- **EXERCISE TASK**:
Render every line of the items below as a Markdown table with two columns, Row and Line, numbering each row and leaving out blank lines.

- **INPUT FOR THIS TASK**:
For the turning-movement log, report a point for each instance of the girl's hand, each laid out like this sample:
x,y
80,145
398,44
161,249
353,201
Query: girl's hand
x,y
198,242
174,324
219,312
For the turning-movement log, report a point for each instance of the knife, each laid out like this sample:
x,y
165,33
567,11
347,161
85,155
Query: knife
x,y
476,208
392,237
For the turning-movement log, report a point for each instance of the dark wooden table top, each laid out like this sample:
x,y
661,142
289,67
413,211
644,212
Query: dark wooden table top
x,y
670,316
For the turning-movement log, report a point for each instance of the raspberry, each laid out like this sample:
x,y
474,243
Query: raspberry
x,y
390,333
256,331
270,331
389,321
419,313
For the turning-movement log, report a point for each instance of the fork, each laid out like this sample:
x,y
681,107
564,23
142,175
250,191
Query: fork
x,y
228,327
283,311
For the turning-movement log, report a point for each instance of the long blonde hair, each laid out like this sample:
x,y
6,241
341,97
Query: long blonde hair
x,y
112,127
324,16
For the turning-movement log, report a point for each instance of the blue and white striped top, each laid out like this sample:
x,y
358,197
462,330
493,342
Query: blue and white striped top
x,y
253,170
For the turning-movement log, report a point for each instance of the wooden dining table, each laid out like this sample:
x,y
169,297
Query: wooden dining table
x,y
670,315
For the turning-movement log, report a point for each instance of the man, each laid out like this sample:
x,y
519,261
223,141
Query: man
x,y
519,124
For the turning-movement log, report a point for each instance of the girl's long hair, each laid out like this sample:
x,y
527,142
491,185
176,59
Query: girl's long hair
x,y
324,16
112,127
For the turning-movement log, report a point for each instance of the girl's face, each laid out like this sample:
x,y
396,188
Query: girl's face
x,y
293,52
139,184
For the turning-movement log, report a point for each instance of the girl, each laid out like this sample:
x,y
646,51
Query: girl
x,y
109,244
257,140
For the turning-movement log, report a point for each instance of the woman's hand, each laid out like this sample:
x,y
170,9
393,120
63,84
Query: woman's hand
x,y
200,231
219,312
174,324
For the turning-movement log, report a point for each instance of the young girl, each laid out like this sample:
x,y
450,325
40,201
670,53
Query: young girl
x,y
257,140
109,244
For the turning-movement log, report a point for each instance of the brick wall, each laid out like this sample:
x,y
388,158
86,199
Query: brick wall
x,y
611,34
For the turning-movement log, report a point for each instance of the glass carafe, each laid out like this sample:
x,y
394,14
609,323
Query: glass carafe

- **CORRECT ANSWER**:
| Row | Line |
|---|---|
| 1 | For the turning-movement log, report a point for each instance of the girl's hand, each laid out like this sample: |
| 2 | x,y |
| 3 | 80,145 |
| 4 | 398,44 |
| 5 | 161,249 |
| 6 | 353,201 |
| 7 | Query: girl's hand |
| 8 | x,y |
| 9 | 198,242 |
| 10 | 174,324 |
| 11 | 219,312 |
| 12 | For the turning-movement log, report a point for each instance of the knife, each laid out like this sample: |
| 13 | x,y |
| 14 | 165,33 |
| 15 | 567,11 |
| 16 | 347,161 |
| 17 | 85,155 |
| 18 | Query: knife |
| 19 | x,y |
| 20 | 476,208 |
| 21 | 392,237 |
| 22 | For the turning-movement log, report a point for each instance of the dark wooden table top, each laid out like this sample: |
| 23 | x,y |
| 24 | 661,142 |
| 25 | 289,67 |
| 26 | 413,211 |
| 27 | 644,212 |
| 28 | Query: dark wooden table top |
| 29 | x,y |
| 30 | 670,316 |
| 31 | For the turning-movement log, report a point for each instance of the raspberry, each laid out like this sample: |
| 32 | x,y |
| 33 | 474,243 |
| 34 | Query: raspberry |
| 35 | x,y |
| 36 | 390,333 |
| 37 | 256,331 |
| 38 | 270,331 |
| 39 | 389,321 |
| 40 | 419,313 |
| 41 | For the turning-movement log, report a point for each instance of the fork, each laid out like this sample: |
| 42 | x,y |
| 43 | 681,107 |
| 44 | 564,23 |
| 45 | 142,175 |
| 46 | 250,191 |
| 47 | Query: fork |
| 48 | x,y |
| 49 | 228,327 |
| 50 | 283,311 |
| 51 | For the turning-movement log, report a point for each instance of the long blonde hair, each laid out like this sample: |
| 52 | x,y |
| 53 | 6,241 |
| 54 | 341,97 |
| 55 | Query: long blonde hair |
| 56 | x,y |
| 57 | 112,127 |
| 58 | 324,16 |
| 59 | For the turning-movement log, report a point for each instance of the blue and white striped top, each laid out like this sample: |
| 60 | x,y |
| 61 | 358,197 |
| 62 | 462,330 |
| 63 | 493,342 |
| 64 | Query: blue and white striped top |
| 65 | x,y |
| 66 | 253,170 |
| 67 | For the turning-movement log, report a point for each instance of the wooden dining table, each laid out like this sample: |
| 68 | x,y |
| 69 | 169,297 |
| 70 | Query: wooden dining table |
| 71 | x,y |
| 72 | 670,315 |
| 73 | For the turning-movement log, report a point for each instance of the man, each laid out like this sample: |
| 74 | x,y |
| 75 | 519,261 |
| 76 | 223,141 |
| 77 | Query: man |
| 78 | x,y |
| 79 | 519,124 |
| 80 | For the turning-movement log, report a point for each instance of the girl's long hair, each laid out like this sample: |
| 81 | x,y |
| 82 | 527,142 |
| 83 | 491,185 |
| 84 | 176,59 |
| 85 | Query: girl's long hair |
| 86 | x,y |
| 87 | 324,16 |
| 88 | 112,127 |
| 89 | For the turning-movement log, report a point for each instance of the girl's face, each laid out like this sample: |
| 90 | x,y |
| 91 | 396,188 |
| 92 | Query: girl's face |
| 93 | x,y |
| 94 | 293,52 |
| 95 | 139,184 |
| 96 | For the turning-movement log, report a point for each instance of the girl, each laid out like this sample: |
| 97 | x,y |
| 98 | 646,51 |
| 99 | Query: girl |
| 100 | x,y |
| 101 | 109,244 |
| 102 | 257,140 |
| 103 | For the turning-movement log, report a point for each instance of the woman's hand, each laid out like this sample: |
| 104 | x,y |
| 105 | 170,9 |
| 106 | 393,120 |
| 107 | 63,84 |
| 108 | Query: woman's hand |
| 109 | x,y |
| 110 | 200,231 |
| 111 | 219,312 |
| 112 | 174,324 |
| 113 | For the turning-movement log, report a point for each instance of the young girl, each laid out like this sample: |
| 114 | x,y |
| 115 | 450,325 |
| 116 | 40,201 |
| 117 | 670,53 |
| 118 | Query: young girl |
| 119 | x,y |
| 120 | 257,140 |
| 121 | 109,244 |
| 122 | For the turning-movement log, report a point for each instance of the brick wall, each laid out like this sample: |
| 123 | x,y |
| 124 | 388,158 |
| 125 | 86,199 |
| 126 | Query: brick wall |
| 127 | x,y |
| 128 | 611,34 |
| 129 | For the turning-movement log, report a point for each instance of the glass carafe, each laid out like this sample: |
| 130 | x,y |
| 131 | 394,14 |
| 132 | 609,323 |
| 133 | Query: glass carafe |